-- Exercise --
Scan the entries for lines with the word "music" and copy those lines.
*-*-*
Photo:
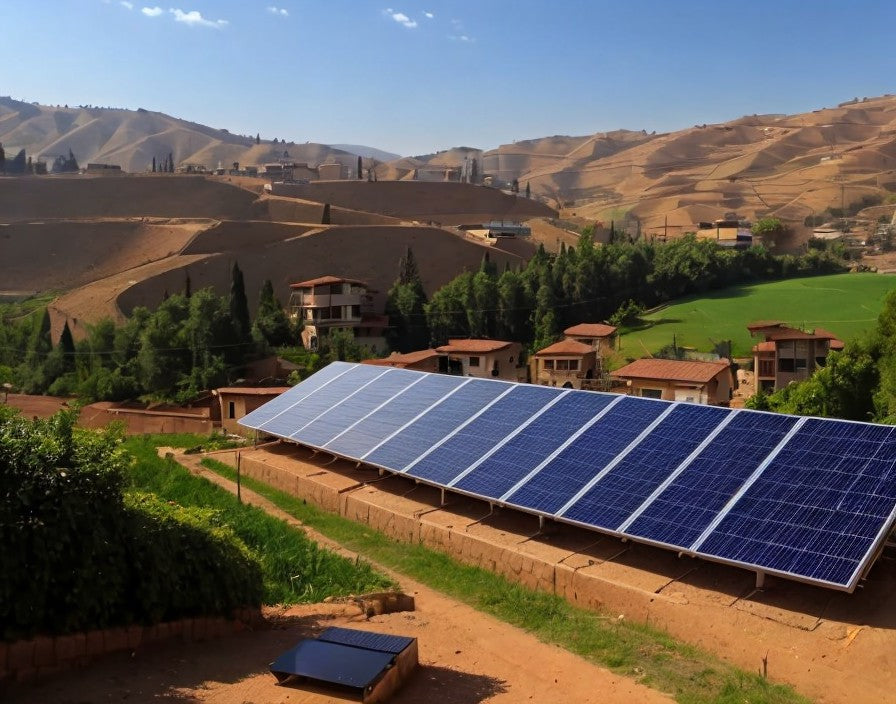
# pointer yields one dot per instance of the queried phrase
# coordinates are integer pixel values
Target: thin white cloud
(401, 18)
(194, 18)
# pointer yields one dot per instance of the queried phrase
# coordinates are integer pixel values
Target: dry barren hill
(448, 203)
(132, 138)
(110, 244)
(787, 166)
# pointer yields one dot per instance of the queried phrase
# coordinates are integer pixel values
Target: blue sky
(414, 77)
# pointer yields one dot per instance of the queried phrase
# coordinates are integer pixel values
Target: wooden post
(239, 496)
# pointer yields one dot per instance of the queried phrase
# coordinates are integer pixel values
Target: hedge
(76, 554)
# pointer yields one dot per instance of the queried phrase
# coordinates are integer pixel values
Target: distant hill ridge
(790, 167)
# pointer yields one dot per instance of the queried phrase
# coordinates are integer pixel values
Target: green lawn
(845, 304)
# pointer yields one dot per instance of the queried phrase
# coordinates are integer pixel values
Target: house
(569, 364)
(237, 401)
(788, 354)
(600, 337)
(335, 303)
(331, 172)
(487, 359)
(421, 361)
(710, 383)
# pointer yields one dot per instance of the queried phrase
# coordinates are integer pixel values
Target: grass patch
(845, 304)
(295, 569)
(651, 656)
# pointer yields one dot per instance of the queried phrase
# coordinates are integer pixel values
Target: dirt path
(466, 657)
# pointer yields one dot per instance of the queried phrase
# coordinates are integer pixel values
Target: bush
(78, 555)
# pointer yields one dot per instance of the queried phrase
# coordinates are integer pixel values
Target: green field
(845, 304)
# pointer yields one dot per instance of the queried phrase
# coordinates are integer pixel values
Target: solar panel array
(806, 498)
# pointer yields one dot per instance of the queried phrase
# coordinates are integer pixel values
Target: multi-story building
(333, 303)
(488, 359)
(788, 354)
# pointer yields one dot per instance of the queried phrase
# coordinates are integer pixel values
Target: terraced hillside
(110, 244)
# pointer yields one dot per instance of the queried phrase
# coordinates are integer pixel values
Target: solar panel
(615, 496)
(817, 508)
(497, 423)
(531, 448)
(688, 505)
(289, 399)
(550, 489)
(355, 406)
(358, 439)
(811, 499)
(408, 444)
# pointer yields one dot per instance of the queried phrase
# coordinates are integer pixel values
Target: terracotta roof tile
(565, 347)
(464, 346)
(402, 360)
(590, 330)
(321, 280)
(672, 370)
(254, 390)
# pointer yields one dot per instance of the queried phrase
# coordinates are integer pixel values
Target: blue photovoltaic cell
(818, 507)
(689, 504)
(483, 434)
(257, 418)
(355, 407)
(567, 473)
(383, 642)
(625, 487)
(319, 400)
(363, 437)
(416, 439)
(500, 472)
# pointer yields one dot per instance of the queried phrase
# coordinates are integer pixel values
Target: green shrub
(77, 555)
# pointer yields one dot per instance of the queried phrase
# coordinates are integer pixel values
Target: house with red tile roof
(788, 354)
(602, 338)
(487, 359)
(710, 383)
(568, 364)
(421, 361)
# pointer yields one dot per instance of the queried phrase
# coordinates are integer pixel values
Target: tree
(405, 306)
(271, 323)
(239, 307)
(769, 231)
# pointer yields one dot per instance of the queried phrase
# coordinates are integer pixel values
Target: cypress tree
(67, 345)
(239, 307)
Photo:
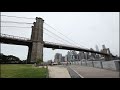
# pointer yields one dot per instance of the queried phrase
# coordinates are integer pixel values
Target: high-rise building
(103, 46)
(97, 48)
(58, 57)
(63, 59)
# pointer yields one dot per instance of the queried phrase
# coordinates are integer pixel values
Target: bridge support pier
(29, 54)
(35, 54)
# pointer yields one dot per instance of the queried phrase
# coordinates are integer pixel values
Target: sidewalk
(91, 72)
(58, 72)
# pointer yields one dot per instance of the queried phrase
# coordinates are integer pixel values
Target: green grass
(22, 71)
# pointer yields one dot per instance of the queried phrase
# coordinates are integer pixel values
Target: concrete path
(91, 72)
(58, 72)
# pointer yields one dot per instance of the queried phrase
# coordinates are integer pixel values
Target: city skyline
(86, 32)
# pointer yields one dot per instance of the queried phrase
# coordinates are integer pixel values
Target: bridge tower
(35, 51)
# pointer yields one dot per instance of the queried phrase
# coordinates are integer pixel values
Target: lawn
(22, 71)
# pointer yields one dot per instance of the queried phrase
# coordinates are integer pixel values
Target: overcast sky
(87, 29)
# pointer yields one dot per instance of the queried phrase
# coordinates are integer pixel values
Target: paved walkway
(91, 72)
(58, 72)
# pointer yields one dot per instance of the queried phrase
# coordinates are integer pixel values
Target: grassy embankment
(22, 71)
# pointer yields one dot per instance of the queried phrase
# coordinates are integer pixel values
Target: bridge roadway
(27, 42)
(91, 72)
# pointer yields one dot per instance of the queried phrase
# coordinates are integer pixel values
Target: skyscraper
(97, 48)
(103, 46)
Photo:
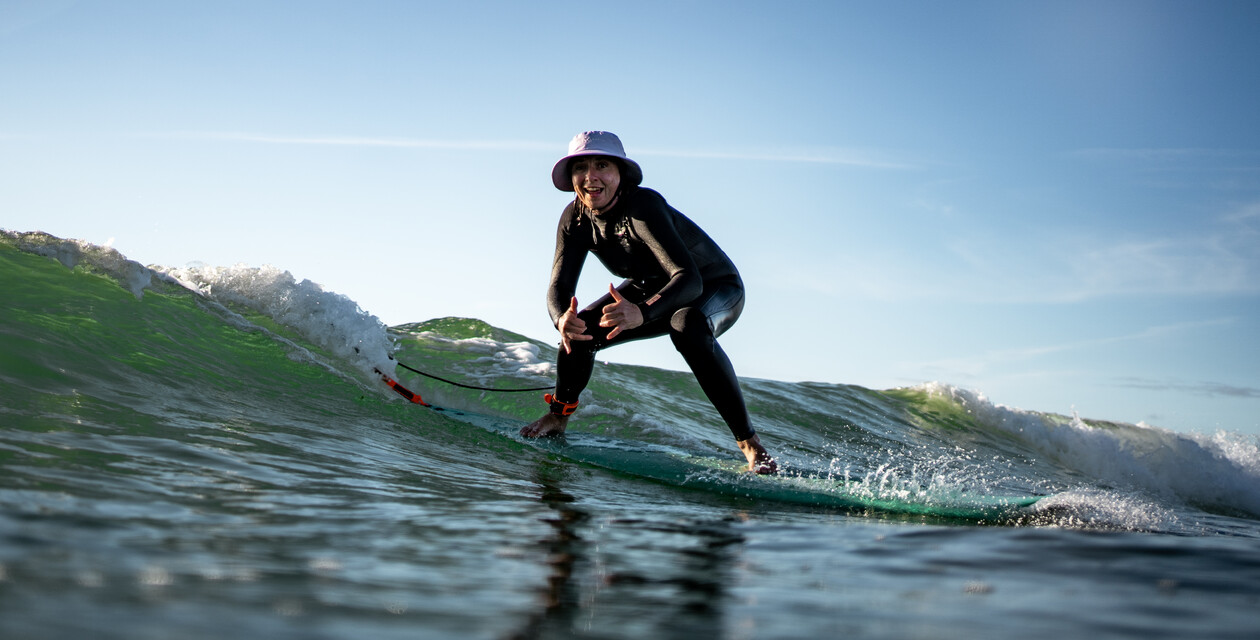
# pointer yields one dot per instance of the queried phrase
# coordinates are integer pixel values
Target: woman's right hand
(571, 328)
*-*-*
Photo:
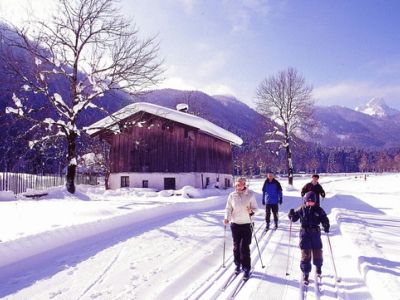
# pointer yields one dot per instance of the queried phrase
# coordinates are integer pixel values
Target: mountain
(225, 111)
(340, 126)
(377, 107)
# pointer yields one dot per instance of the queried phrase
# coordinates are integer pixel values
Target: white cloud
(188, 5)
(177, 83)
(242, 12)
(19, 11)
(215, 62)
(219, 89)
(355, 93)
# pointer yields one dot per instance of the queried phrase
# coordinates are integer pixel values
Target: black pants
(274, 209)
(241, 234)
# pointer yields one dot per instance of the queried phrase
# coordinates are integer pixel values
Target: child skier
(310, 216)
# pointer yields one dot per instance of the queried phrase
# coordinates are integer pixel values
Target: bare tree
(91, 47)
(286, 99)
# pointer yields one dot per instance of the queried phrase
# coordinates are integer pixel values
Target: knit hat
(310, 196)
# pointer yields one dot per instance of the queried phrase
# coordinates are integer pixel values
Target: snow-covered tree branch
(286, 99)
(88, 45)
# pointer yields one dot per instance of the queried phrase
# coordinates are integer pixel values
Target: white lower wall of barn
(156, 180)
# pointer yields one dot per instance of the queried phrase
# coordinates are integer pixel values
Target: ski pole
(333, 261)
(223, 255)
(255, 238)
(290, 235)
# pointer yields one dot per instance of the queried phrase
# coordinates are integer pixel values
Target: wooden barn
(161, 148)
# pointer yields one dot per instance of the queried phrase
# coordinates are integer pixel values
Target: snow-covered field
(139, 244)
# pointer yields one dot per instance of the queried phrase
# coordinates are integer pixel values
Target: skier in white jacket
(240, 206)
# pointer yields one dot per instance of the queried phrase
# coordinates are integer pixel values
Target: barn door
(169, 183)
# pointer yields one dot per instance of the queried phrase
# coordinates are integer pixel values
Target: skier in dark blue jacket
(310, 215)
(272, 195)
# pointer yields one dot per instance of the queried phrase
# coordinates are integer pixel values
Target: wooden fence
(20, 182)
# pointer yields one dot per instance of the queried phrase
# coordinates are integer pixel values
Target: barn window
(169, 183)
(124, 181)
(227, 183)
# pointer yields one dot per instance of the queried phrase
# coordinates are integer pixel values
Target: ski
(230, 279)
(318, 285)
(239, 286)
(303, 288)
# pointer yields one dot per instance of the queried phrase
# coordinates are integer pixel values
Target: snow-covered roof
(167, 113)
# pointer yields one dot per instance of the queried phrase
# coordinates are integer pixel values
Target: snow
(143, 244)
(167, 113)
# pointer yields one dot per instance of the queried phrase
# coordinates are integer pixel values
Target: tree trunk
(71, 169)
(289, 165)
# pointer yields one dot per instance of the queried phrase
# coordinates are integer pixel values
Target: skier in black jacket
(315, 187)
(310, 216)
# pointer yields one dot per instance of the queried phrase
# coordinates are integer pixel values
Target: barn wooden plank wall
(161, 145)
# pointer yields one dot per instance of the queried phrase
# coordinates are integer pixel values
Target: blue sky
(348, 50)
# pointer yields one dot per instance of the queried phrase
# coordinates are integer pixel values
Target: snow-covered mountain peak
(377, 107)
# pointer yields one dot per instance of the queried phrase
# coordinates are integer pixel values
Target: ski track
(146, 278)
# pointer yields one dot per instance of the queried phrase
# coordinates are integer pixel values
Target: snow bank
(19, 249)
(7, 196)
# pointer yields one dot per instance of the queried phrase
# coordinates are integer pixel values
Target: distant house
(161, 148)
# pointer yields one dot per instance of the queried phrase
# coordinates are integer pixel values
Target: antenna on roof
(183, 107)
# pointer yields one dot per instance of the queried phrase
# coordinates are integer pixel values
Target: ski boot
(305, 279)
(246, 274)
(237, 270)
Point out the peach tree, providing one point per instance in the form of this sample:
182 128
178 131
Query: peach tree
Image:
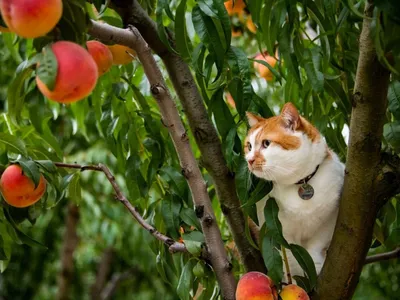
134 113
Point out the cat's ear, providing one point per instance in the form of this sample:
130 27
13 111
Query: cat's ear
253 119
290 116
*-*-*
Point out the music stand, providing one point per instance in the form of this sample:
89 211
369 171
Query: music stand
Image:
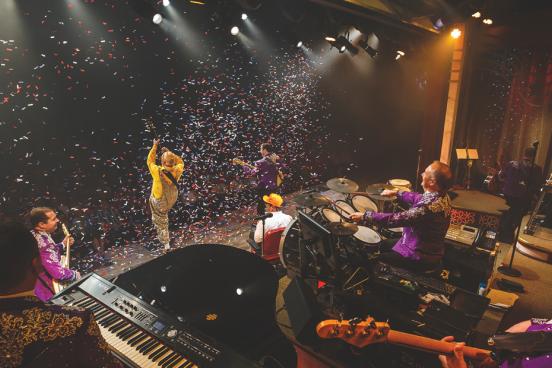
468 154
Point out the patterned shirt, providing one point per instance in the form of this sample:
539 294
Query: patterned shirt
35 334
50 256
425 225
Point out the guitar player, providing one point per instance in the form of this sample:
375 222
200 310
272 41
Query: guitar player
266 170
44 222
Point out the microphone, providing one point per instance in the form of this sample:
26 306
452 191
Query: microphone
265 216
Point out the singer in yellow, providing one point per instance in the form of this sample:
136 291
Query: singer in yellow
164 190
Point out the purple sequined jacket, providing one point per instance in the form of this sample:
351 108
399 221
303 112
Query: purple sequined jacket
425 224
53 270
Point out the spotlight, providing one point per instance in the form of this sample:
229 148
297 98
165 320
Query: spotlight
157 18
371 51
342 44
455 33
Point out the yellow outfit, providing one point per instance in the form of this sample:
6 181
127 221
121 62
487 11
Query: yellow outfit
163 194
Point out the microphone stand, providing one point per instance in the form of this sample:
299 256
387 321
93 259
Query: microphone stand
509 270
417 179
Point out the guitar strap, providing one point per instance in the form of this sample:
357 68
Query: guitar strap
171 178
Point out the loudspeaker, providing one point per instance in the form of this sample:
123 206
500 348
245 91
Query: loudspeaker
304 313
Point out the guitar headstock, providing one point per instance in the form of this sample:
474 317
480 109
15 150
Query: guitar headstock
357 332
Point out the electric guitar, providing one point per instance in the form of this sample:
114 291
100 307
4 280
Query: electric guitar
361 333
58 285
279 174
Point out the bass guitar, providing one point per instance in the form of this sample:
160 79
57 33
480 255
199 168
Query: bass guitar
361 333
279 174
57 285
*-*-*
-- Answer area --
Point out the music stand, providing one point per instance in the form of this sample:
Query: music stand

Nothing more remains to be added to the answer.